Extrait du dossier pédagogique
réalisé par les Grignoux et consacré au dessin animé
Sindbad
de Karel Zeman
Tchécoslovaquie, 1971-74, 1h10
Le dossier pédagogique dont on trouvera un court extrait ci-dessous s'adresse aux enseignants du maternel qui verront le dessin animé Sindbad avec leurs élèves (entre trois et six ans environ). Il contient plusieurs animations qui pourront être rapidement mises en oeuvre en classe après la vision du film.
- Les enfants sont installés en cercle dans un espace dégagé de la classe, ou regroupés autour d'une grande table; l'enseignant prend place parmi eux
- Les seize illustrations qui constituent la seconde série de photogrammes [ces images se trouvent dans le dossier impimé et ne sont pas reproduites sur cette page WEB] sont découpées. Les douze premières sont placées au centre de l'espace dégagé.
La plupart des contes de fées bien connus des enfants s'inscrivent dans un contexte occidental médiéval. Le dessin animé de Karel Zeman est donc l'une des rares occasions, pour les tout jeunes spectateurs, de découvrir quelques traits de la culture orientale arabo-musulmane.
L'enseignant commencera par dire aux enfants que dans Sindbad, on peut voir toutes sortes de choses que l'on voit pas chez nous, ou qui ne sont pas comme chez nous, qui ne se font pas comme chez nous, et il leur donnera l'occasion d'exprimer spontanément leurs premiers commentaires à ce sujet. Les îles, la végétation (jungle, cocotiers, cactus) et les animaux (les singes, les hippopotames, les tigres, les requins, les coraux) vus dans le dessin animé indiquent clairement que le récit s'inscrit dans un autre milieu géographique que le nôtre. Ces différences les plus visibles seront certainement évoquées au cours de cette première discussion. On pourra ensuite poursuivre l'animation en expliquant aux élèves que l'on va maintenant essayer de trouver tous ensemble d'autres différences en regardant des images du film. Ces images circuleront librement de mains en mains, tandis que l'enseignant attirera l'attention des enfants sur les choses à observer: les détails architecturaux (colonnades, motifs de décoration, formes découpées, arrondies, dômes), les costumes des hommes, des femmes, du Sultan (vêtements, couvre-chefs, chaussures), les bateaux (matière, forme, voiles), l'équipement des soldats (armes, costume)...
Par ailleurs, on aidera les enfants à remarquer les détails qui montrent des coutumes différentes. Par exemple, la façon de porter des objets (grandes jarres portées sur la tête), la manière de se déplacer (le prince hindou, installé sur le dos d'un éléphant d'apparat), etc.

● **CONSIGNES**
(1) D'après le texte sur le dessin animé Sindbad, quel âge ont les élèves à qui s'adresse le dossier pédagogique ?
(2) Prolongez le texte sur le dessin animé Sindbad à partir de sa dernière phrase.
On n'a pas besoin des lignes de données qui suivent.

● **EXTRAIT DES DONNÉES**

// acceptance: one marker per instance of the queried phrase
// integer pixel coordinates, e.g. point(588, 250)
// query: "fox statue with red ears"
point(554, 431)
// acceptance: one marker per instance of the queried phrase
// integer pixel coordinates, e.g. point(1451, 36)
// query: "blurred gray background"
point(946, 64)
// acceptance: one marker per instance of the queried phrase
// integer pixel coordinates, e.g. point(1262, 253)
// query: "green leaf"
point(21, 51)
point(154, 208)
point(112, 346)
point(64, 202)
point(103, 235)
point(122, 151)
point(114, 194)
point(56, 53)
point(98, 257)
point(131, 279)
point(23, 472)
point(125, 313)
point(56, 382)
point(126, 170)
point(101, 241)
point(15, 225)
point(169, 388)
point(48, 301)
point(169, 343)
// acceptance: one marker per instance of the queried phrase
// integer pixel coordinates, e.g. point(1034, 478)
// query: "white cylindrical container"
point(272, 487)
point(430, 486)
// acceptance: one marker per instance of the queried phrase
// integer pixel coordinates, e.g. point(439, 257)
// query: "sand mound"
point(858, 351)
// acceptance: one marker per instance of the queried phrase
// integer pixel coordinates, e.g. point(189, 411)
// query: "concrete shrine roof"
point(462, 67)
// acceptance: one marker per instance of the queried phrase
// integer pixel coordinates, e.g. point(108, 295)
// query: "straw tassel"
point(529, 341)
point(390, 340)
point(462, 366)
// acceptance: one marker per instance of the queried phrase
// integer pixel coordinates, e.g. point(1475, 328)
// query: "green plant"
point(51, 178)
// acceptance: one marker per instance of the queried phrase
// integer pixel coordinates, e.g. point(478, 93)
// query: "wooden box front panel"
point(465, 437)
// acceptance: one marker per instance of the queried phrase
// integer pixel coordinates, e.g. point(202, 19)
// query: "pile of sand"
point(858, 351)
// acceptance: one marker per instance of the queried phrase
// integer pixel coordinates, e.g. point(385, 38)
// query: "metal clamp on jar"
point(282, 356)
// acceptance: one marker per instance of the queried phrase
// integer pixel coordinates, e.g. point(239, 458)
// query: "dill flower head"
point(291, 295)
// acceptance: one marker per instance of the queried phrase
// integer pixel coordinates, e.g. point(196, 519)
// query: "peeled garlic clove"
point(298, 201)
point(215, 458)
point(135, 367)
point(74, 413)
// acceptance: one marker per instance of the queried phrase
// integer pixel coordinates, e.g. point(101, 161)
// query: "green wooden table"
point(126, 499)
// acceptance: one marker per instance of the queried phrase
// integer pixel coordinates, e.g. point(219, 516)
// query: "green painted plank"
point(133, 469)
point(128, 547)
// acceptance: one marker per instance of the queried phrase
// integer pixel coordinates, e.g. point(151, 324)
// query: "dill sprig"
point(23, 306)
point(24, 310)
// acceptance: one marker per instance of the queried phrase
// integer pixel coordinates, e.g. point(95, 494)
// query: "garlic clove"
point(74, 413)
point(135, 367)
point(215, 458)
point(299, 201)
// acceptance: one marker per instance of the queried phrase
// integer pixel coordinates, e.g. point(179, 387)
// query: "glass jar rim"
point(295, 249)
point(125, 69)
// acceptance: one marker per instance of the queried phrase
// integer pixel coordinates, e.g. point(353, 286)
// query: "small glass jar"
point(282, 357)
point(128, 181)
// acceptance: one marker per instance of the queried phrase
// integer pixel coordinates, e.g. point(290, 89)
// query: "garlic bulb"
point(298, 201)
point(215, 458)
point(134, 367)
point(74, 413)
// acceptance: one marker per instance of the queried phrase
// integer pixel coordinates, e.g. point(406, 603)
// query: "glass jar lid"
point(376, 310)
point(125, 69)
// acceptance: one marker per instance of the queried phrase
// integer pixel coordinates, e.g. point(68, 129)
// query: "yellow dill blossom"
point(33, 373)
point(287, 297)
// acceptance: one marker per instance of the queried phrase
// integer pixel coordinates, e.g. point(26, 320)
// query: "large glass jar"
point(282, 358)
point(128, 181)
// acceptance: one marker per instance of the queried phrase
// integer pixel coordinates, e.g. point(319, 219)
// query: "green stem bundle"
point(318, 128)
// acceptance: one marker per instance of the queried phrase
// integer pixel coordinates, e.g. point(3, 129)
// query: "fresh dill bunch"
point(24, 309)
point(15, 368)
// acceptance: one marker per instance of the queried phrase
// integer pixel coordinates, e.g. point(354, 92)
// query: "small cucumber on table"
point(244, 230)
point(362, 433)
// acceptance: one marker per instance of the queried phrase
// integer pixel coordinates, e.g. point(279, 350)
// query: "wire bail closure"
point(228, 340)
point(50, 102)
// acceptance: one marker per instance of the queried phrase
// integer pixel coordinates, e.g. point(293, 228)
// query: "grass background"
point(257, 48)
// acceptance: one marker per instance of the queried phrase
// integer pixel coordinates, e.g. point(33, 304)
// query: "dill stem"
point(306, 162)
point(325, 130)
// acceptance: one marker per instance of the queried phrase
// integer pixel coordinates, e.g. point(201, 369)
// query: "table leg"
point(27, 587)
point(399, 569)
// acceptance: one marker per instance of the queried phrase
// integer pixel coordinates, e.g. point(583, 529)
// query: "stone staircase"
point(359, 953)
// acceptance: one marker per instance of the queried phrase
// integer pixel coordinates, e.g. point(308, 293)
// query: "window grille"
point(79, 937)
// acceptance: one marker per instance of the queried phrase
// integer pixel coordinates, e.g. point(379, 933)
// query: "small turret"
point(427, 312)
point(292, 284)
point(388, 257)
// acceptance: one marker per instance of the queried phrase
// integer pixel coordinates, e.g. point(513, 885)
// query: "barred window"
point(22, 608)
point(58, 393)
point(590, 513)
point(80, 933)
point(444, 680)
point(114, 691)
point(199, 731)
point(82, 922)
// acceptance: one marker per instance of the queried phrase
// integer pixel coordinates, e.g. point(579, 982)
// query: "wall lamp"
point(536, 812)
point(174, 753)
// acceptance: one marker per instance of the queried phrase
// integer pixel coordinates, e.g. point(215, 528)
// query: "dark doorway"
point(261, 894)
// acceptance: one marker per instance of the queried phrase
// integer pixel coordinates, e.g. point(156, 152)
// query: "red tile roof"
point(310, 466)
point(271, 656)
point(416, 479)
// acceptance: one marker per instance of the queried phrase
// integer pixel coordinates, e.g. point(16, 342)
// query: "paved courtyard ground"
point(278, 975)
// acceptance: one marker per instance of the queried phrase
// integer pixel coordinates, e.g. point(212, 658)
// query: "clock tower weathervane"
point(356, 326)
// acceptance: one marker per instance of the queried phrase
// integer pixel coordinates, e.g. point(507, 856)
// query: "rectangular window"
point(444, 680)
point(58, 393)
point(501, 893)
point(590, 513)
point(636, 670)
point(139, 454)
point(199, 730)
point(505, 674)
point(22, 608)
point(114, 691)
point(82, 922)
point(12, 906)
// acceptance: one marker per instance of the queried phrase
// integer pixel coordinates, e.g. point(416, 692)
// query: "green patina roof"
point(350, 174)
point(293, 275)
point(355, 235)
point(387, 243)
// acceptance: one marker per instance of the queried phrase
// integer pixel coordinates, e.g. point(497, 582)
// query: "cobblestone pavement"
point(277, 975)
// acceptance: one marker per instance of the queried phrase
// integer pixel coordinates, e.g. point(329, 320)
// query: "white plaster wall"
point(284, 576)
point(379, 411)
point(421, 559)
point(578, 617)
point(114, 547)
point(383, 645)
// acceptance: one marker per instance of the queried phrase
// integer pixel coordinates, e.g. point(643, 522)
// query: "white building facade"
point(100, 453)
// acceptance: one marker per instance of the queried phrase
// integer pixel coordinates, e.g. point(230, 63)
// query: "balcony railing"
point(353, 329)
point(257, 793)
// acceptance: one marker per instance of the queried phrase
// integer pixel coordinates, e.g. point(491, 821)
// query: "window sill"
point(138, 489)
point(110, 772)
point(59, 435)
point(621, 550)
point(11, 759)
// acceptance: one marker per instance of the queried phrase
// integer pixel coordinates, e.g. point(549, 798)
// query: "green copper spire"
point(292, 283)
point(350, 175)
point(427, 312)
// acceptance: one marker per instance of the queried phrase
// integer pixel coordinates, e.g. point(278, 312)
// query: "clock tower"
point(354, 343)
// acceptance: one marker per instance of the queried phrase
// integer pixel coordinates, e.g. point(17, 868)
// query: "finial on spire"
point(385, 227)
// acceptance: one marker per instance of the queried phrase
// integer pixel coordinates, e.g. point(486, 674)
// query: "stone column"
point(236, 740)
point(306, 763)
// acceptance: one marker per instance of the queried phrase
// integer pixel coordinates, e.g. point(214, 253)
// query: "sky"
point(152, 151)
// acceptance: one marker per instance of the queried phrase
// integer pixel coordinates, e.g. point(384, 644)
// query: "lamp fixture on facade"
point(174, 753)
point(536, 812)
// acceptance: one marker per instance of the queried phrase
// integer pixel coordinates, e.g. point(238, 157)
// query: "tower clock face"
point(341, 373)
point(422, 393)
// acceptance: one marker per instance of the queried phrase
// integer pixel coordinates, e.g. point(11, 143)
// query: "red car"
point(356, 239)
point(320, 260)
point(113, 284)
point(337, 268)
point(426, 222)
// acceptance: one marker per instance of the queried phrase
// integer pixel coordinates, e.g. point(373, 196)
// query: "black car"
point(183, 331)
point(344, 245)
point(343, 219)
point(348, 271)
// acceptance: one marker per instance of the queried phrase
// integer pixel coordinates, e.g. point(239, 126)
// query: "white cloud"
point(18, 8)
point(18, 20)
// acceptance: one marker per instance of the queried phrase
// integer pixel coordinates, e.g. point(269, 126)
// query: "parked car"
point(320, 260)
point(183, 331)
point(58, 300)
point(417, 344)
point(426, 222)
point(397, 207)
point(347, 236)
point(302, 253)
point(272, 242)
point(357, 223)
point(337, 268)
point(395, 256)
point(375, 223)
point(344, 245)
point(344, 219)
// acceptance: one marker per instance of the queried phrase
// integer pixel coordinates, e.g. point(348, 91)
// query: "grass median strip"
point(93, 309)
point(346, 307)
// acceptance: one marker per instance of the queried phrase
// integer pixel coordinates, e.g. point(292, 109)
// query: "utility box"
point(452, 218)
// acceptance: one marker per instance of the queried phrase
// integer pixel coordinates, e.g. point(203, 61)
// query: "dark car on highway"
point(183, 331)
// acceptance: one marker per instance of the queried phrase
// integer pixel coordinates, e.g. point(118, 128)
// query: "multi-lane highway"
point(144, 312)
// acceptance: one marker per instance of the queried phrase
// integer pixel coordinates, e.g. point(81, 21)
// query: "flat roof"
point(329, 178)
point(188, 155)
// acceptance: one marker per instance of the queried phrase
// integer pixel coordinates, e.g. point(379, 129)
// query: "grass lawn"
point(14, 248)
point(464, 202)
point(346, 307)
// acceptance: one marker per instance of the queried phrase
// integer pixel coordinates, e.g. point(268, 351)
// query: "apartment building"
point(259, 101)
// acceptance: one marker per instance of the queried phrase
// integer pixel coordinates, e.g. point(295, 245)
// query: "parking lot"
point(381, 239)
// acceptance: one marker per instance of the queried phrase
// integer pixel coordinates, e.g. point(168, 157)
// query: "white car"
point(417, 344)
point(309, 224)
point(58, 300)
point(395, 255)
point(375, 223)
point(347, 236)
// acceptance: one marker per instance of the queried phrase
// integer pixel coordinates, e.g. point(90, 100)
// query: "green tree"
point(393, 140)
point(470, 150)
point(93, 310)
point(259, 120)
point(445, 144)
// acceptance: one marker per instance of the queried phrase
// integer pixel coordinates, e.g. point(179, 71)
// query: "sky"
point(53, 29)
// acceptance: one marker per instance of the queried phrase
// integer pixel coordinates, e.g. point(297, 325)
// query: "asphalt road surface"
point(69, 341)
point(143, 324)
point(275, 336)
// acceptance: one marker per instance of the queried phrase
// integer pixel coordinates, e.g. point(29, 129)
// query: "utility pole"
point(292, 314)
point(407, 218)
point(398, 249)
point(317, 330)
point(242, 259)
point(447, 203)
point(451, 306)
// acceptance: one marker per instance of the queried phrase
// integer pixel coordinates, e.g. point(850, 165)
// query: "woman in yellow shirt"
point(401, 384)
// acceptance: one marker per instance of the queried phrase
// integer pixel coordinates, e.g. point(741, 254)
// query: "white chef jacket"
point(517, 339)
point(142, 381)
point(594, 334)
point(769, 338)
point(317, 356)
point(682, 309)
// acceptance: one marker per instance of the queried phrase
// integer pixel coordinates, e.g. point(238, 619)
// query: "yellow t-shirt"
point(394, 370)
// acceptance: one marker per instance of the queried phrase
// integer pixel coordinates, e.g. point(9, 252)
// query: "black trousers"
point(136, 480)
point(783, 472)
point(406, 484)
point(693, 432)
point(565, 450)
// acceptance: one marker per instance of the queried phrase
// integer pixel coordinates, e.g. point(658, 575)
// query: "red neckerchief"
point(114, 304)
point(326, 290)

● **RÉPONSES**
(1) Entre trois et six ans environ.

(2)
Tous les indices observés seront notés au fur et à mesure par l'enseignant, qui en donnera une synthèse orale avant de clôturer l'exercice par une observation générale: il y a des détails qui indiquent une simple différence d'époque (la façon dont sont conçus les navires en bois, qui se déplacent grâce à de grandes voiles, l'équipement des soldats du Sultan: bouclier, flèches et arcs à flèches) tandis que d'autres indiquent une différence de culture: les formes et la décoration des bâtiments (ou encore la façon de s'habiller, de porter les objets) notamment montrent par contre que nous sommes «ailleurs», dans une partie du monde qu'on appelle l'Orient. Ce sera ici le moment d'évoquer les Mille et Une Nuits, contes orientaux auxquels appartiennent Sindbad, mais aussi deux autres histoires généralement bien connues des enfants: Aladin et la lampe merveilleuse et Ali Baba et les quarante voleurs. L'enseignant apportera éventuellement quelques informations à propos de ces contes, en se référant au texte encadré présenté en page 13 [du dossier imprimé].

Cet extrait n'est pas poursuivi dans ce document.